§ **Your goal**
Can you update the MLX Transformers page, starting with "The paper presents" and going on through "complex Dirichlet boundary conditions.", so that "2D heat conduction" becomes "3D heat conduction"?

(Document section begins)

Beyond Language: Applying MLX Transformers to Engineering Physics (2410.04167v1)

Published 5 Oct 2024 in cs.CE, cs.LG, and physics.comp-ph

Abstract: Transformer Neural Networks are driving an explosion of activity and discovery in the field of LLMs. In contrast, there have been only a few attempts to apply Transformers in engineering physics. Aiming to offer an easy entry point to physics-centric Transformers, we introduce a physics-informed Transformer model for solving the heat conduction problem in a 2D plate with Dirichlet boundary conditions. The model is implemented in the machine learning framework MLX and leverages the unified memory of Apple M-series processors. The use of MLX means that the models can be trained and perform predictions efficiently on personal machines with only modest memory requirements. To train, validate and test the Transformer model we solve the 2D heat conduction problem using central finite differences. Each finite difference solution in these sets is initialized with four random Dirichlet boundary conditions, a uniform but random internal temperature distribution and a randomly selected thermal diffusivity. Validation is performed in-line during training to monitor against over-fitting. The excellent performance of the trained model is demonstrated by predicting the evolution of the temperature field to steady state for the unseen test set of conditions.

Summary

The paper presents a physics-informed Transformer model that leverages MLX to accurately simulate 2D heat conduction under complex Dirichlet boundary conditions.

(Document section ends)
(Provided material begins)

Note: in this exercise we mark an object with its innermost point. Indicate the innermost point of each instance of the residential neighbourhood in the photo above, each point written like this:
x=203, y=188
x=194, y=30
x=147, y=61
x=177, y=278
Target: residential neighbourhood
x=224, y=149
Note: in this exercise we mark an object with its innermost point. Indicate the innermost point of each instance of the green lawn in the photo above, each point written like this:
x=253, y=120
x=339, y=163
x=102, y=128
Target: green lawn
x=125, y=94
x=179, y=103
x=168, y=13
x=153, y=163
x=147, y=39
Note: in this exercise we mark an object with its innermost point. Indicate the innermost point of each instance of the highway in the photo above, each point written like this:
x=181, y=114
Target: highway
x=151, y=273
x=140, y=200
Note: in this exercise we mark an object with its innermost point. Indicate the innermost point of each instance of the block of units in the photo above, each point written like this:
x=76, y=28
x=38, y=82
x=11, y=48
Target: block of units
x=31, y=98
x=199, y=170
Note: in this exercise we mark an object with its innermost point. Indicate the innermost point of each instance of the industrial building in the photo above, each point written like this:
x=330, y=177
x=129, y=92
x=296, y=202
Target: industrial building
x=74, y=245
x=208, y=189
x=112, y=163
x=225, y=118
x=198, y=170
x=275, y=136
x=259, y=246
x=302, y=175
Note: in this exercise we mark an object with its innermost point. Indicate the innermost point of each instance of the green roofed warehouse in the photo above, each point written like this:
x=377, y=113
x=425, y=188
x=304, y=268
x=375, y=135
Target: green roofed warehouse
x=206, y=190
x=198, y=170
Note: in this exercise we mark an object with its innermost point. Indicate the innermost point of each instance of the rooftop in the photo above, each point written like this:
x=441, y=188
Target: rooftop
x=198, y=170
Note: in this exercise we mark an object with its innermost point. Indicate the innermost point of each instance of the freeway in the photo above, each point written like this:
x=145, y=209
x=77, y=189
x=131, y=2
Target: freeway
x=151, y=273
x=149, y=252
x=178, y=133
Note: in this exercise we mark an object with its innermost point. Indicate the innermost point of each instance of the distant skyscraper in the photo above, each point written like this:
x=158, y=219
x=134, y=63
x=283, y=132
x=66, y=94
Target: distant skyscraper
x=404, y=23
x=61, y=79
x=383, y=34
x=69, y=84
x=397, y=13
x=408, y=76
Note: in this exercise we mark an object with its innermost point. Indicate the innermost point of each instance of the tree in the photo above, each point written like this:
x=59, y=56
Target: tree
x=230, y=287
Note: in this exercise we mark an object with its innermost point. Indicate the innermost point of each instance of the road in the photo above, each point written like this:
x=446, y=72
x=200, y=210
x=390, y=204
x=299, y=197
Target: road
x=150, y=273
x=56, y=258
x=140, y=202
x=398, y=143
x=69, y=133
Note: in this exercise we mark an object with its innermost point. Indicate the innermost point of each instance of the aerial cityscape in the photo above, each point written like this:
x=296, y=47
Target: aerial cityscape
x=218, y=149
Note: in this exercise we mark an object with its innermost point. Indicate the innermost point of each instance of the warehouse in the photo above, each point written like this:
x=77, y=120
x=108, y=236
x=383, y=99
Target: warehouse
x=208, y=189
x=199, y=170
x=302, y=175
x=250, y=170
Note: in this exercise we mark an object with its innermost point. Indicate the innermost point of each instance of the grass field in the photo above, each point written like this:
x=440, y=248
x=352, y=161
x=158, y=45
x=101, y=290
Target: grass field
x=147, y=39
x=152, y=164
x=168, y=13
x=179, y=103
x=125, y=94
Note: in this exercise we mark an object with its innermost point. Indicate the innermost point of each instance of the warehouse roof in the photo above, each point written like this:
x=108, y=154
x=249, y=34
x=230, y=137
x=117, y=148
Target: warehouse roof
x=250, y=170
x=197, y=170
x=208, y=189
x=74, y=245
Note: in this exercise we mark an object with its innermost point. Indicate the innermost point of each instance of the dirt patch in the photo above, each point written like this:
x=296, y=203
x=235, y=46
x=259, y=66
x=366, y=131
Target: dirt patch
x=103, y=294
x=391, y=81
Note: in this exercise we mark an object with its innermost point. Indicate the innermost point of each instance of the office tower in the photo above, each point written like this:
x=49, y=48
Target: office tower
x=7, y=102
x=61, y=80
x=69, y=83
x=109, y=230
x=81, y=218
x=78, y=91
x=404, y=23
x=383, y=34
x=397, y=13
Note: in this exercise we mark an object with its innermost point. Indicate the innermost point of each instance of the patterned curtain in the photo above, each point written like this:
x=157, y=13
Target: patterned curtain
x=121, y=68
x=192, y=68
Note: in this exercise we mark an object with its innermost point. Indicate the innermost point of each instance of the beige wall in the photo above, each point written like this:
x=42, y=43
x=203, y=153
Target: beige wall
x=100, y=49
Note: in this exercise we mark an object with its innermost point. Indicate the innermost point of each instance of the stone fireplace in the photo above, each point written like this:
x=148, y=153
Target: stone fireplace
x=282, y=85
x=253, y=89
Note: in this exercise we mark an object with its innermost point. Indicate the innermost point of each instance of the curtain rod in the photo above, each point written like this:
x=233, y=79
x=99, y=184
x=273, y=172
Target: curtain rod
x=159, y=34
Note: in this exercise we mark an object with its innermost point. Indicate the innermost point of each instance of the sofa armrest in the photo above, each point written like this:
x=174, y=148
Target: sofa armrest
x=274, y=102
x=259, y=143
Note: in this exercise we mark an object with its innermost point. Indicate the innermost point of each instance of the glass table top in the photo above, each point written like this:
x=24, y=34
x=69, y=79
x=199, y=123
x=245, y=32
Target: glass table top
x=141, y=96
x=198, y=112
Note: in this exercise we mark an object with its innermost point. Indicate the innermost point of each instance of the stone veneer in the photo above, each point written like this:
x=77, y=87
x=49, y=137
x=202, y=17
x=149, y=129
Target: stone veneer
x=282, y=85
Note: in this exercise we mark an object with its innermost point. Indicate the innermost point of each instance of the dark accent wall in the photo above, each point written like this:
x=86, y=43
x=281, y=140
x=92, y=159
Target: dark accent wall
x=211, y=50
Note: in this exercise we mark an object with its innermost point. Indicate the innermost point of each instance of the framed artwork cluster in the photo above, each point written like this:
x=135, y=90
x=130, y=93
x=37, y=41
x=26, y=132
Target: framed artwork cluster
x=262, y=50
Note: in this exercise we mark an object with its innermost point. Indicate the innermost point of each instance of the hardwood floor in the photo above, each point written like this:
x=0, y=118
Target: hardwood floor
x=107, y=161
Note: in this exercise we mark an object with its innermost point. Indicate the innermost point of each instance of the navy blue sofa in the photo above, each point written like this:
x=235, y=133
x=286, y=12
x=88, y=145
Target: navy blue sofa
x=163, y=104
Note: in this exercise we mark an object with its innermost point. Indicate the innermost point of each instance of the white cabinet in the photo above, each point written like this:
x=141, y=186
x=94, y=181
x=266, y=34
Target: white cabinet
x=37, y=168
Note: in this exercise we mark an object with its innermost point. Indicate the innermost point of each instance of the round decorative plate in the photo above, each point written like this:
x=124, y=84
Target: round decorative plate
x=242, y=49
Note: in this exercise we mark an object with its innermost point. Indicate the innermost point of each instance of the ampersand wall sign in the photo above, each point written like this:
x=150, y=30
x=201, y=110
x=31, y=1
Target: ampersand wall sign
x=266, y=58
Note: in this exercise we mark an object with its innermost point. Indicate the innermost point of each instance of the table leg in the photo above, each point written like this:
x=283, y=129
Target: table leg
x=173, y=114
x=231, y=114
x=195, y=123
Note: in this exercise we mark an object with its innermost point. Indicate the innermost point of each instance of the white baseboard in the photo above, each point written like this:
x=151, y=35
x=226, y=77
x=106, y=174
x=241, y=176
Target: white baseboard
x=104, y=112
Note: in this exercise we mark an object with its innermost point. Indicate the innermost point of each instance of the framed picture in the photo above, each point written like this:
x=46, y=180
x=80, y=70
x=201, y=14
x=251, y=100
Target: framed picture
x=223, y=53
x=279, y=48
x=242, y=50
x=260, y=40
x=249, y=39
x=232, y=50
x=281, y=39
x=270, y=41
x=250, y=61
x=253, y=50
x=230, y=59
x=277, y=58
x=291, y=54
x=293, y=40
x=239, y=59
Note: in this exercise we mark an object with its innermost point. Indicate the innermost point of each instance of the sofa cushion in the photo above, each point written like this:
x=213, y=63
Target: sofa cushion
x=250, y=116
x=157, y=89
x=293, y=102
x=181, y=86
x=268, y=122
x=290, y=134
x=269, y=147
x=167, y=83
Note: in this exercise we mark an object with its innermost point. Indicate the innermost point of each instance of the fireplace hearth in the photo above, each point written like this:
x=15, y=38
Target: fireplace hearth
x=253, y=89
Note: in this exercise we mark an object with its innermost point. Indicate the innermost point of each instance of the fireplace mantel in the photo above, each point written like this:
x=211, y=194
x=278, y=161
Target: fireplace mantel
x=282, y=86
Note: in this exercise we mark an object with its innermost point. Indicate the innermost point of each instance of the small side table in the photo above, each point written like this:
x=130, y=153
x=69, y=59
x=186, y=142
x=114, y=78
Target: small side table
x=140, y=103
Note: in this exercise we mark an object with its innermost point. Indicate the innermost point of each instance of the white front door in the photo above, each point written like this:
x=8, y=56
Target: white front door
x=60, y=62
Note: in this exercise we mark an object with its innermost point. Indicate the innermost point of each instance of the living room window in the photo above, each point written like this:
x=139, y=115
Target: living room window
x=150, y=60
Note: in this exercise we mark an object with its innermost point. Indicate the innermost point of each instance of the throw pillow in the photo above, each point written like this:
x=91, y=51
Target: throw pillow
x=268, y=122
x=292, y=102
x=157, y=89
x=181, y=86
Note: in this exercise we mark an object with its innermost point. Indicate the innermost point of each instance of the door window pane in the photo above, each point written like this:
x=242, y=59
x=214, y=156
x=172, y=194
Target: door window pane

(Provided material ends)

§ **Exercise answer**
The paper presents a physics-informed Transformer model that leverages MLX to accurately simulate 3D heat conduction under complex Dirichlet boundary conditions.